--- start Exercise inputs ---

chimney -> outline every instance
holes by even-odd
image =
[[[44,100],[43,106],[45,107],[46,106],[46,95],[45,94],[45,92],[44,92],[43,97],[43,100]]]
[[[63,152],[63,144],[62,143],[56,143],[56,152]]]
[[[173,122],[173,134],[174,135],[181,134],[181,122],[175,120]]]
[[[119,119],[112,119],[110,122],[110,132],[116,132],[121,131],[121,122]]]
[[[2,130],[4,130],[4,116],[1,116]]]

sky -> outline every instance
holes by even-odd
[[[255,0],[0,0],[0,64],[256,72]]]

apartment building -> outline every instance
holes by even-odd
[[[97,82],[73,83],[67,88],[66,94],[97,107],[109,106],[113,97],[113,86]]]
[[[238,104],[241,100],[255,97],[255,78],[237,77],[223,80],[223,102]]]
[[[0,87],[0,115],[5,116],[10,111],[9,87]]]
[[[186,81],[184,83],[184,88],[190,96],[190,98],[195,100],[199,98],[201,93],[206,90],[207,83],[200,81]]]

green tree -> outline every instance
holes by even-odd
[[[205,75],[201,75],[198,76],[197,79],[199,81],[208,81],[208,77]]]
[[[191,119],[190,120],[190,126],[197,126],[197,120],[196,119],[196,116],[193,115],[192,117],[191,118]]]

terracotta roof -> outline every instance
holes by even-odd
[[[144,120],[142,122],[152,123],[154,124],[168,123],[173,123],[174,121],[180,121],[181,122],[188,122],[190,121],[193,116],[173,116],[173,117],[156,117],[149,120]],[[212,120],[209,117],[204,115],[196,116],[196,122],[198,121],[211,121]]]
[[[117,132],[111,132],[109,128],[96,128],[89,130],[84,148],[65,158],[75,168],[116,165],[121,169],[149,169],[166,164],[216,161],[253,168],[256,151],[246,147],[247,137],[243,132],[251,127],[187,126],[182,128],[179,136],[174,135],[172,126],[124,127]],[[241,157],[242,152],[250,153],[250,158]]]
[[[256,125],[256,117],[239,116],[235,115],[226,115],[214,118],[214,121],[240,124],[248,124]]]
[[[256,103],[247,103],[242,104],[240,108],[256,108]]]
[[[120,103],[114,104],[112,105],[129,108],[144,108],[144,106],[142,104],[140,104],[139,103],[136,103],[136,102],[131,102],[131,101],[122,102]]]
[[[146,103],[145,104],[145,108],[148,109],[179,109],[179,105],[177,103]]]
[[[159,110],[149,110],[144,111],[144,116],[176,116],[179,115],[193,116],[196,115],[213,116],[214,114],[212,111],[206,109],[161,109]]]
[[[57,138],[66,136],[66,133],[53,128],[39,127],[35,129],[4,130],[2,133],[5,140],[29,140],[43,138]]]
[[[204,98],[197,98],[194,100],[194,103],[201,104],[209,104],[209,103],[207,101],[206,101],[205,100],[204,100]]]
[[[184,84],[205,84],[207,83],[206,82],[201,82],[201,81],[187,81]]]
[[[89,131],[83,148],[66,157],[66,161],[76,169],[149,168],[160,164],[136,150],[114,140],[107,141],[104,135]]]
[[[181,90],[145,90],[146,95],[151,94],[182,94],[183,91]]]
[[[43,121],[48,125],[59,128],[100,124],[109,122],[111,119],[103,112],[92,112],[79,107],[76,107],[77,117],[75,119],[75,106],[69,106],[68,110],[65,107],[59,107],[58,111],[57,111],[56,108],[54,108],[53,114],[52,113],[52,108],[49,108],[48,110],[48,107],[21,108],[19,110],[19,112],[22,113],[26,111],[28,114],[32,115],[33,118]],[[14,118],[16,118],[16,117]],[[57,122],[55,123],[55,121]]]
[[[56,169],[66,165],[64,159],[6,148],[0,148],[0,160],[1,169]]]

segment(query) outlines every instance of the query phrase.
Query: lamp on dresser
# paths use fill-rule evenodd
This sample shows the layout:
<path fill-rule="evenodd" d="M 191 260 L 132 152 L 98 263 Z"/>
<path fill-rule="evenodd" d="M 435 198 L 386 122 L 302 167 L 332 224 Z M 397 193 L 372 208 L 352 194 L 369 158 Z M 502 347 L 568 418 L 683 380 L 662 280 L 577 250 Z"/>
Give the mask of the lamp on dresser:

--- end Exercise inputs ---

→ **Directive**: Turn the whole listing above into a Markdown table with the columns Row and Line. Give each non-blank line its own row with a running number, and skip blank lines.

→ **Reply**:
| Row | Line |
|---|---|
| 1 | chimney -> outline every instance |
| 2 | holes by even-odd |
| 3 | image = |
| 4 | [[[44,100],[43,106],[45,107],[46,106],[46,95],[45,94],[45,92],[44,92],[43,97],[43,100]]] |
| 5 | [[[63,152],[63,144],[62,143],[56,143],[56,152]]] |
| 6 | [[[173,122],[173,134],[174,135],[181,134],[181,122],[175,120]]] |
| 7 | [[[119,119],[112,119],[110,122],[110,132],[116,132],[121,131],[121,122]]] |
| 8 | [[[2,130],[4,130],[4,116],[1,116]]] |
| 9 | sky -> outline every instance |
| 10 | holes by even-odd |
| 11 | [[[255,0],[0,0],[0,64],[256,72]]] |
| 12 | apartment building -> outline every instance |
| 13 | holes by even-odd |
| 14 | [[[97,82],[73,83],[67,88],[66,94],[97,107],[109,106],[113,97],[113,86]]] |
| 15 | [[[238,104],[241,100],[255,97],[255,78],[237,77],[223,80],[223,102]]] |
| 16 | [[[0,87],[0,115],[5,116],[10,111],[9,87]]] |
| 17 | [[[186,81],[184,83],[184,88],[190,96],[190,98],[195,100],[199,98],[201,93],[206,90],[207,83],[200,81]]] |
| 18 | green tree -> outline every instance |
| 19 | holes by even-odd |
| 20 | [[[205,75],[201,75],[198,76],[197,79],[199,81],[208,81],[208,77]]] |
| 21 | [[[191,119],[190,120],[190,126],[197,126],[197,120],[196,119],[196,116],[193,115],[192,117],[191,118]]] |
| 22 | terracotta roof -> outline every instance |
| 23 | holes by even-odd |
| 24 | [[[144,120],[142,122],[152,123],[154,124],[168,123],[173,123],[174,121],[180,121],[181,122],[188,122],[190,121],[193,116],[173,116],[173,117],[156,117],[149,120]],[[212,120],[209,117],[204,115],[196,116],[196,122],[198,121],[211,121]]] |
| 25 | [[[117,132],[111,132],[109,128],[96,128],[89,130],[84,148],[65,158],[75,168],[116,165],[121,169],[149,169],[166,164],[216,161],[253,168],[256,151],[246,147],[247,137],[243,132],[251,127],[187,126],[182,128],[179,136],[174,135],[172,126],[124,127]],[[241,157],[242,152],[250,153],[250,158]]] |
| 26 | [[[256,125],[256,117],[239,116],[235,115],[226,115],[214,118],[214,121],[240,124],[248,124]]] |
| 27 | [[[256,103],[247,103],[242,104],[240,108],[256,108]]] |
| 28 | [[[120,103],[114,104],[112,105],[129,108],[144,108],[144,106],[142,104],[140,104],[139,103],[136,103],[136,102],[131,102],[131,101],[122,102]]] |
| 29 | [[[146,103],[145,104],[145,108],[148,109],[179,109],[179,105],[177,103]]] |
| 30 | [[[159,110],[149,110],[144,111],[144,116],[176,116],[179,115],[193,116],[196,115],[213,116],[214,114],[212,111],[206,109],[161,109]]] |
| 31 | [[[57,138],[66,136],[66,133],[53,128],[39,127],[35,129],[4,130],[2,133],[5,140],[29,140],[43,138]]] |
| 32 | [[[204,98],[197,98],[194,100],[194,103],[201,104],[209,104],[209,103],[207,101],[206,101],[205,100],[204,100]]] |
| 33 | [[[184,84],[205,84],[207,83],[206,82],[201,82],[201,81],[187,81]]] |
| 34 | [[[89,131],[83,148],[66,157],[66,161],[76,169],[149,168],[160,164],[136,150],[114,140],[107,141],[104,135]]] |
| 35 | [[[181,90],[145,90],[146,95],[151,94],[182,94],[183,91]]] |
| 36 | [[[43,121],[48,125],[59,128],[100,124],[109,122],[111,119],[103,112],[92,112],[79,107],[76,107],[77,117],[75,119],[75,106],[69,106],[68,110],[65,107],[59,107],[58,111],[57,111],[56,108],[54,108],[53,114],[52,113],[52,108],[49,108],[48,110],[48,107],[21,108],[19,110],[19,112],[22,113],[26,111],[28,114],[32,115],[33,118]],[[14,118],[16,118],[16,117]],[[57,122],[55,123],[55,121]]] |
| 37 | [[[56,169],[66,165],[64,159],[6,148],[0,148],[0,160],[1,169]]] |
| 38 | segment(query) outlines every instance of the query phrase. |
| 39 | Query: lamp on dresser |
| 40 | # paths use fill-rule evenodd |
| 41 | This sample shows the layout: |
| 42 | <path fill-rule="evenodd" d="M 191 260 L 132 152 L 98 263 Z"/> |
| 43 | <path fill-rule="evenodd" d="M 435 198 L 386 122 L 302 167 L 332 224 Z M 397 193 L 372 208 L 352 194 L 369 158 Z M 502 347 L 568 418 L 683 380 L 662 280 L 577 250 Z"/> |
| 44 | Give the mask of the lamp on dresser: |